(Entries taken from a collection)
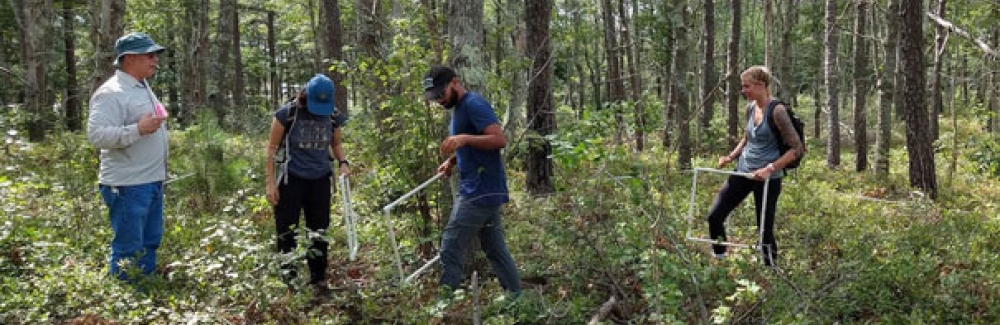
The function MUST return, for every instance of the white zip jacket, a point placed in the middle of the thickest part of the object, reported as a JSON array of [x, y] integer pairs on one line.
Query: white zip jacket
[[127, 158]]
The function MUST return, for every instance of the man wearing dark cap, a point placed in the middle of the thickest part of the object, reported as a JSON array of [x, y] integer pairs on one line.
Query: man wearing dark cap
[[475, 140], [126, 124]]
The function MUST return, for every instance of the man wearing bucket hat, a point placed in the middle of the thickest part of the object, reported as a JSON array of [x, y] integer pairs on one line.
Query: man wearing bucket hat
[[126, 124], [475, 139], [304, 134]]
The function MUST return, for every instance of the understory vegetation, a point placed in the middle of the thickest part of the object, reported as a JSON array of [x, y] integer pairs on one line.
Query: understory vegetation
[[853, 250]]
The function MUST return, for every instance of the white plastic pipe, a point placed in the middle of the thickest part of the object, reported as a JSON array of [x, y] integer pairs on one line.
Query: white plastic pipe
[[350, 217], [387, 211], [422, 269]]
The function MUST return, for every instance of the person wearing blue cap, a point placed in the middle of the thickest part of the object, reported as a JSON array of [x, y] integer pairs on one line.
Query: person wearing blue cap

TASK INSTRUCTIONS: In the data above, begin at the line that has "bucket hat, a" and stop after the line that has "[[350, 217], [387, 211], [422, 269]]". Rewrite only those lines, substituting "widest part" for every occurrence of "thickest part" and leaving everything else unchanged.

SOLUTION TO THE PROBLEM:
The function MUST return, for every instance of the man wearing bucket hat, a point placed in the middle of the widest part of the object, reported as a JSON array of [x, y] integer pairs on one line.
Query: man wearing bucket hat
[[126, 124], [475, 139], [304, 134]]
The function MUST return, for every instance of the understory vegetation, a point placed in the middle of the widest part of the object, reported as a JSON array of [x, y] integer pairs on one line.
Query: understory vegetation
[[853, 250]]
The function MUST return, for every instance of the white plastic pipe, a point placed in the middle of the widest part of the object, reported as a JSON array of [x, y] integer pairs on one line.
Query: white plastic pipe
[[350, 217], [387, 211], [422, 269]]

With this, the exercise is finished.